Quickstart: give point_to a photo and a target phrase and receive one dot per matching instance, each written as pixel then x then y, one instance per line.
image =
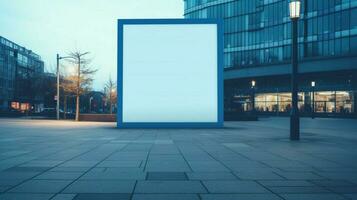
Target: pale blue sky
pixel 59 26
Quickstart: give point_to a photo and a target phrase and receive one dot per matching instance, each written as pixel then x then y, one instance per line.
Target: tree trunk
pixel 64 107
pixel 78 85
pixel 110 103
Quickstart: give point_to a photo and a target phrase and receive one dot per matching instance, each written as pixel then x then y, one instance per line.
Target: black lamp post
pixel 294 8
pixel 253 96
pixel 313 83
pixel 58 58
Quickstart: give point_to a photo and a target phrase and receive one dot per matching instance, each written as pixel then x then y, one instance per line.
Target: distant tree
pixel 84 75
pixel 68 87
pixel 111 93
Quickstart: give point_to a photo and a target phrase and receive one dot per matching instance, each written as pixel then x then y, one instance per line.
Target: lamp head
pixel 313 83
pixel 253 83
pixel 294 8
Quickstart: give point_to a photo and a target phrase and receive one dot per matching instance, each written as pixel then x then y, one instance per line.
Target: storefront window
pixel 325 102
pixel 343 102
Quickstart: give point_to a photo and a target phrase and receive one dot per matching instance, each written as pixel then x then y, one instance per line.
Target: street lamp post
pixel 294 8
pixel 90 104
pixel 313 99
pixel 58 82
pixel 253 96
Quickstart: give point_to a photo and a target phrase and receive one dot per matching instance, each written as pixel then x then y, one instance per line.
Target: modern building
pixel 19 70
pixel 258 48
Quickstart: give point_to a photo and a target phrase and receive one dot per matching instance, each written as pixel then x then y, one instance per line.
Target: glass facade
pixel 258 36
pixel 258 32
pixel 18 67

==*==

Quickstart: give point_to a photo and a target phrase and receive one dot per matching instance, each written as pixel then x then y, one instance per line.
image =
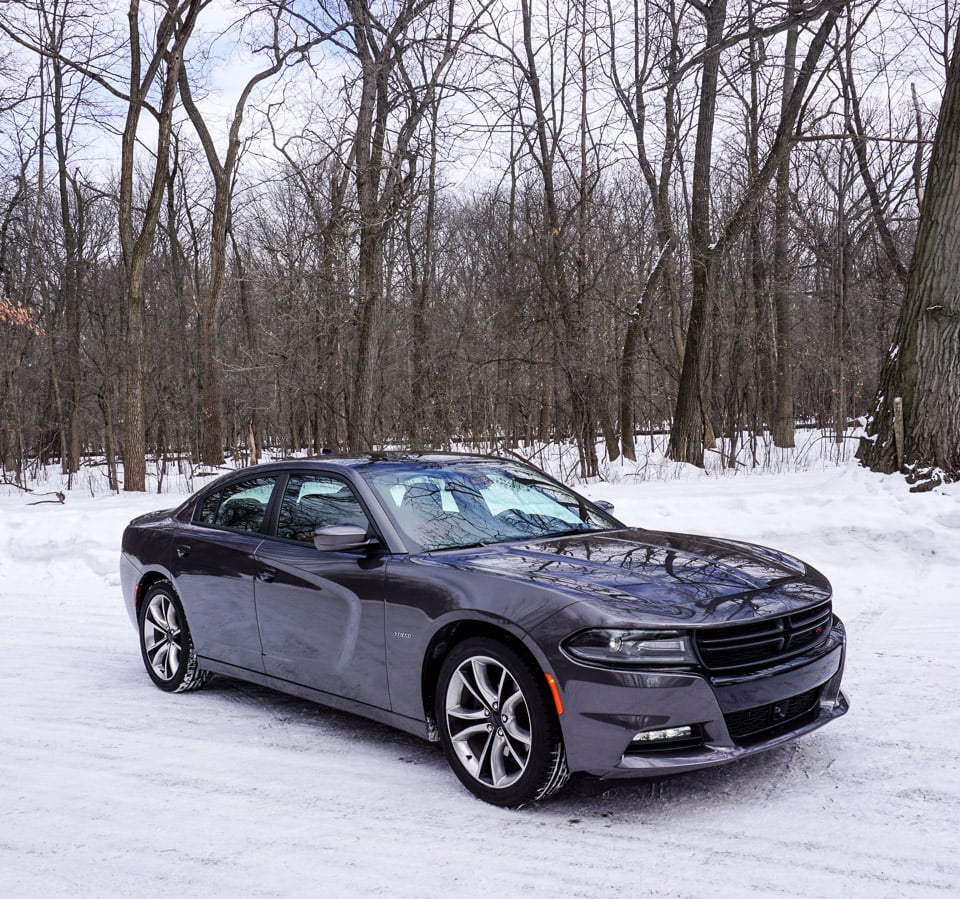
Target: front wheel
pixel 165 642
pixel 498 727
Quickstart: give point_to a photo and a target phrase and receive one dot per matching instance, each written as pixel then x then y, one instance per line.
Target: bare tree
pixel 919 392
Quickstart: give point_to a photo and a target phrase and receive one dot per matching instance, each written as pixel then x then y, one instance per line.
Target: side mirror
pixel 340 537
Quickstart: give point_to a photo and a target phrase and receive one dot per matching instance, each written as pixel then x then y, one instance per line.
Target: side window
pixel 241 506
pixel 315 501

==*==

### Problem details
Return each line in the records above that contains the string "side". Case counts.

### Solution to the exercise
Target: side mirror
Target: side window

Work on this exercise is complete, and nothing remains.